The task:
Report every line in the records below that contains the word "wooden", copying each such line in full.

(Point labeling examples)
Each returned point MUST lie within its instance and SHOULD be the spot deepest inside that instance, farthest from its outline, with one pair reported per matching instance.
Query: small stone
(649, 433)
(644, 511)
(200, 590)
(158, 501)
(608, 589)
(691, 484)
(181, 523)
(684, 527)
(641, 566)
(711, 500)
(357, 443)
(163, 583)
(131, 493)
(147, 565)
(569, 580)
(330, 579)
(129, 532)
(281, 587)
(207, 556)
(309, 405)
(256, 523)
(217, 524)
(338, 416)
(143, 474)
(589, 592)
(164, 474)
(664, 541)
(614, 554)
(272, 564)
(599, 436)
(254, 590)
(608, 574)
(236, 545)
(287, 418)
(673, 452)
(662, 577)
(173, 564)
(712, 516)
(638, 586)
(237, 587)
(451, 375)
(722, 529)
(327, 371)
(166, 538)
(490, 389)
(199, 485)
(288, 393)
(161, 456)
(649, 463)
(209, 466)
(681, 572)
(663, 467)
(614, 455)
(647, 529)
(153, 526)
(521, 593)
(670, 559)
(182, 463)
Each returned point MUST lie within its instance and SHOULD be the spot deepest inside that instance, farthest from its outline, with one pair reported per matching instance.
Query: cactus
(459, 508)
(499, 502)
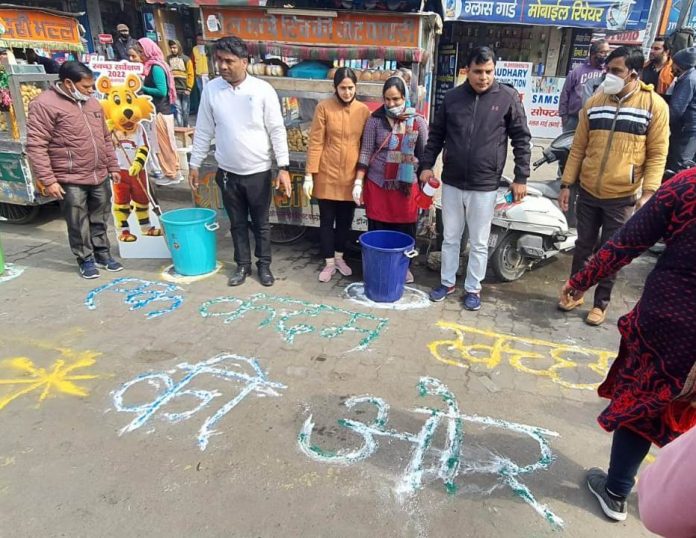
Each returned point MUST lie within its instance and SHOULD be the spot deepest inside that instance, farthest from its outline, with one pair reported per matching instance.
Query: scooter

==

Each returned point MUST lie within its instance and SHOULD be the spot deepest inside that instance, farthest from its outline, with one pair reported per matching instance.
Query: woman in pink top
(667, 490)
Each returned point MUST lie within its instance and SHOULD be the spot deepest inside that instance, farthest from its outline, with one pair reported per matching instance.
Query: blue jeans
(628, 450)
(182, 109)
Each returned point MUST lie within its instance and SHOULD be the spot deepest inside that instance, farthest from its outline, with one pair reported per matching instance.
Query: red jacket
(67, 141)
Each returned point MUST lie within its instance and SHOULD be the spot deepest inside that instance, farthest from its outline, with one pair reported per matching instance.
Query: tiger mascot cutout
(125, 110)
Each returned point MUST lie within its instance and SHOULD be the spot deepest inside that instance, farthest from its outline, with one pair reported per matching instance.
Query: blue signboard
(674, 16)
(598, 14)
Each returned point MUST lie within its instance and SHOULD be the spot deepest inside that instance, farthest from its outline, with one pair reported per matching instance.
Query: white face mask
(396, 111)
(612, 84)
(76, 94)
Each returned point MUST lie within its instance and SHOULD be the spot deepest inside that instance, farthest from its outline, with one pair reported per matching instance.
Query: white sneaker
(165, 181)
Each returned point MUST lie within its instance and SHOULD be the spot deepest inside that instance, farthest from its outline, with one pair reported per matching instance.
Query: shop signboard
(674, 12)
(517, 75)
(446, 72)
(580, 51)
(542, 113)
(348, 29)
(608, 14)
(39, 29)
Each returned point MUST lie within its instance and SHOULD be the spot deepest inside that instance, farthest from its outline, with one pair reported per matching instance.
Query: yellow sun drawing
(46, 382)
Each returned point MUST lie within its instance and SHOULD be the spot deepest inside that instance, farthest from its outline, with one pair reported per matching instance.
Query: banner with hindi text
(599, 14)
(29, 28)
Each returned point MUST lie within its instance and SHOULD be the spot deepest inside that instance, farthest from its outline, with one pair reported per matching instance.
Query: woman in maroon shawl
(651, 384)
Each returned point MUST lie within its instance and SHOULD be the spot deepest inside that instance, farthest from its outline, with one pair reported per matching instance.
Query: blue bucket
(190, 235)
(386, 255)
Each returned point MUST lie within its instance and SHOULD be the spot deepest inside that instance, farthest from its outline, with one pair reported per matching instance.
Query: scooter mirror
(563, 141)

* * *

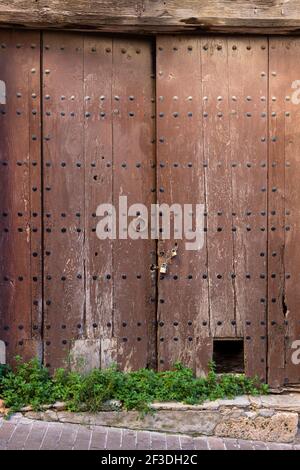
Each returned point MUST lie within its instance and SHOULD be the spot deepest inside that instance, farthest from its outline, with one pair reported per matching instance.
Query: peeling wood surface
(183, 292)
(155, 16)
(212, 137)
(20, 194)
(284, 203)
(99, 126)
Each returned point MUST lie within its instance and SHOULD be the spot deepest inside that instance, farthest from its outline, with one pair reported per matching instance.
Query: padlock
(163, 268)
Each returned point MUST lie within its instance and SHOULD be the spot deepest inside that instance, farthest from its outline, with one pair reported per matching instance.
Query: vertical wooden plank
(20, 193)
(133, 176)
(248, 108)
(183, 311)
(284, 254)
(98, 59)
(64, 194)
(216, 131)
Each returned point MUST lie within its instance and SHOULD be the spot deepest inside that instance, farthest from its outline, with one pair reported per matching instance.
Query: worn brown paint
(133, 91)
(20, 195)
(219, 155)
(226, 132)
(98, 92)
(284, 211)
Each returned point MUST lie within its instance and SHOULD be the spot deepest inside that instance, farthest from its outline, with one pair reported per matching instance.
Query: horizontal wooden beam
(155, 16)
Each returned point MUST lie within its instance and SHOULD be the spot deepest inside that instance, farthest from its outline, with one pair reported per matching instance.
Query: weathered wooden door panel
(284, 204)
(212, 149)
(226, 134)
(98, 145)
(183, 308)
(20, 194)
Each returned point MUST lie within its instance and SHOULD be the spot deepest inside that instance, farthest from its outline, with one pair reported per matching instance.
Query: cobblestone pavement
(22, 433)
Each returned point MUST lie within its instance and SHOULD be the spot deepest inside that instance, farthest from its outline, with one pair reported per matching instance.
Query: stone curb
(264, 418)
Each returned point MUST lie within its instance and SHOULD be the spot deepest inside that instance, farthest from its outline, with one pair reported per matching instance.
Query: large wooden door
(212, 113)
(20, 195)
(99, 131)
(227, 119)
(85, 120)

Worked solution:
Query: vertical wooden plank
Query: horizontal wooden beam
Query: weathered wooden door panel
Query: large wooden door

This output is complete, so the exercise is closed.